(Entries taken from a collection)
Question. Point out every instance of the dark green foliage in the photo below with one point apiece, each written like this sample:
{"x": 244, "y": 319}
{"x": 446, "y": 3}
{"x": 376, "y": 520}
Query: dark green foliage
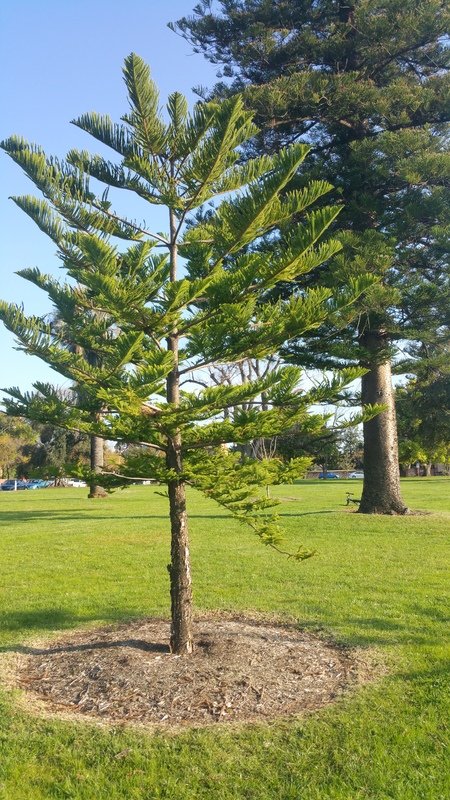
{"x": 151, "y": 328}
---
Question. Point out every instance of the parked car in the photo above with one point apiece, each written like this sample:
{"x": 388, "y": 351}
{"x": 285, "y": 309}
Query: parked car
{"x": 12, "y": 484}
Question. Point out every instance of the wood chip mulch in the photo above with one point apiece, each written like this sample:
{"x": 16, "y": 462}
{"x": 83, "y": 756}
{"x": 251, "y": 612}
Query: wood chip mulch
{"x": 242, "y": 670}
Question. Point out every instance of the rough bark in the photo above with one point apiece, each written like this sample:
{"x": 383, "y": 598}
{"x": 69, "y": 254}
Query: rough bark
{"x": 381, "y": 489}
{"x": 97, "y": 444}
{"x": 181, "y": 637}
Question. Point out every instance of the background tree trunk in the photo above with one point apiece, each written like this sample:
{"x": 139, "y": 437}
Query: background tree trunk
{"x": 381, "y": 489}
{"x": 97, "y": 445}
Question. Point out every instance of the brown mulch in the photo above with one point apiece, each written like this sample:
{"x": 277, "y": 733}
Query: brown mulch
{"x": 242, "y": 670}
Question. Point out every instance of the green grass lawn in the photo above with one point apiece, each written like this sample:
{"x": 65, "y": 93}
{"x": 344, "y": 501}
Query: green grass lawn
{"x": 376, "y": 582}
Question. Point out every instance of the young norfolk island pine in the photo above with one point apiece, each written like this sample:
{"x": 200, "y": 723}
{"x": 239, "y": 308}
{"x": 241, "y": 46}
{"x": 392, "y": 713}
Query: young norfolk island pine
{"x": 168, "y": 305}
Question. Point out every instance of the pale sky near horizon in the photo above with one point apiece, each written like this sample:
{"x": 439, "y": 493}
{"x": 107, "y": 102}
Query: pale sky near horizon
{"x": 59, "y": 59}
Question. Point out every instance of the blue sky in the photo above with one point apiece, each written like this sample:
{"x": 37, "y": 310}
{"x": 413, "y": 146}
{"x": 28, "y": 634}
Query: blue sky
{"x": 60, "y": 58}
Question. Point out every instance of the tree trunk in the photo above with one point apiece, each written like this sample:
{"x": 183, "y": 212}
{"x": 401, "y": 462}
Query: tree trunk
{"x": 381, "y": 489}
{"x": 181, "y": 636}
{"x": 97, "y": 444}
...
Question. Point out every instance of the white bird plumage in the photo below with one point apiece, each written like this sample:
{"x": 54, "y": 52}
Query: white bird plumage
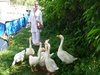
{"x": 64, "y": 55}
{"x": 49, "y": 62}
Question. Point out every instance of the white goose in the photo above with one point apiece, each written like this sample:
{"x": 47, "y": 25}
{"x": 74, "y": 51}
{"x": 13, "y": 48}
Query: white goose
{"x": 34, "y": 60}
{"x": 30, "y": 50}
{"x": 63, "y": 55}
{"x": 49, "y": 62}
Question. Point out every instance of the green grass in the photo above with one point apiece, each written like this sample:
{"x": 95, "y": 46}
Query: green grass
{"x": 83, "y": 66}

Task directions: When a line of the records includes "above", that line belongs in the answer.

Your response:
Question. Point out every instance of the parked car in the photo above with one point apiece, each written like this sample:
Question. Point out every instance of the wood chip mulch in the photo above with one point apiece, each written like this sample:
Question. Point out every instance of the rough bark in the photo above with one point apiece, each written like this sample:
Question. Point out every instance of the background tree trunk in the photo above with one point apiece, each written like this sample:
Question. Point out every instance of the brown mulch in the photo above with one point apiece, each written like this sample:
Question. Point out every instance of the green grass lawn in the photo above with one point apiece, each written like this sample:
Question. Point out every instance of the young norfolk island pine in the photo above with one point apiece, each written like this sample:
Question. Point out every instance of the pale sky near horizon in the photo above with one point apiece, each written like this sample:
Question. Point out every instance of the blue sky in the photo above with one point apiece, each written like this sample:
Question. Point out every instance of the tree trunk in the photo above with one point apiece, each written like this sample:
Question. Point out every instance of the white goose in the photo above with one point apiece, each written like this sample:
Question. Point out every instance of the green grass in the photo above with one point apiece, each written like this sample:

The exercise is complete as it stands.